| Object position labeling data |
····················

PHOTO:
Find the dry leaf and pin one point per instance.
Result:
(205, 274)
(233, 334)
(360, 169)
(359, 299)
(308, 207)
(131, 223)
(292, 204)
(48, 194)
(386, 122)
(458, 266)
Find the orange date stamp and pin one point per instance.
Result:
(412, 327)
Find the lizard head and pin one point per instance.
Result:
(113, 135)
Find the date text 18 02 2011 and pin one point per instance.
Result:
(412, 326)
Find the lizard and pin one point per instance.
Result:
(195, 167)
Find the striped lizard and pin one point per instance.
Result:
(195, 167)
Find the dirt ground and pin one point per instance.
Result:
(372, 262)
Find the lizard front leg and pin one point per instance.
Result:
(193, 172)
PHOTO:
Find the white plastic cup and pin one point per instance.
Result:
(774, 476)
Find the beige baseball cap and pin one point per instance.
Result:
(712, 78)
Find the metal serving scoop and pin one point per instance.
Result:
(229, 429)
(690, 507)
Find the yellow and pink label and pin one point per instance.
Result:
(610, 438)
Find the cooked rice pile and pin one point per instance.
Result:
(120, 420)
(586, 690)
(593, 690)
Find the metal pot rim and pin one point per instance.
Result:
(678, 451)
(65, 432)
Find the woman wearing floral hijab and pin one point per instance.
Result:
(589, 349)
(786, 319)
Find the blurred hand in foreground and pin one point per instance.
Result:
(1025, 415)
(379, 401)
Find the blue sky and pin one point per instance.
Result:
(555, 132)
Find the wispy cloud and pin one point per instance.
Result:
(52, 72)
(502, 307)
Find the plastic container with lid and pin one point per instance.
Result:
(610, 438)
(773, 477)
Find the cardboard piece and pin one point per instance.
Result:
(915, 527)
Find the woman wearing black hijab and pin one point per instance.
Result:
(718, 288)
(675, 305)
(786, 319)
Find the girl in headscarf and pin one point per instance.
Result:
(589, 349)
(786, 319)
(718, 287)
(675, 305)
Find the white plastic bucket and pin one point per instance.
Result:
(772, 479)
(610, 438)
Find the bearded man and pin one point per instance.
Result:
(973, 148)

····················

| Task objective |
Please add 85 to every coordinate in the answers, from the line with "Find the blurred" up to and including the last line of the data, and give all those lines again, including the lines between the answers.

| The response |
Find the blurred hand in foreground and pin one point per instance.
Result:
(1110, 500)
(464, 486)
Find the blue sky and pin one point per instance.
Result:
(640, 217)
Find the wispy cloud and pin one point per instance.
Result:
(137, 157)
(587, 392)
Find the plastic container with lid and pin one point per instance.
Result:
(695, 523)
(858, 562)
Find the cardboard piece and pin one point per instance.
Result:
(1000, 612)
Find the woman wearing black hijab and pin one point per instance.
Result:
(803, 373)
(760, 390)
(871, 404)
Find the girl in headscarf and pin one point per instance.
Result:
(674, 434)
(871, 404)
(803, 372)
(760, 390)
Find the white plastic bucket and pin one point per instance.
Result:
(857, 564)
(695, 523)
Find the bearded man and pin one point per instance.
Result:
(1058, 233)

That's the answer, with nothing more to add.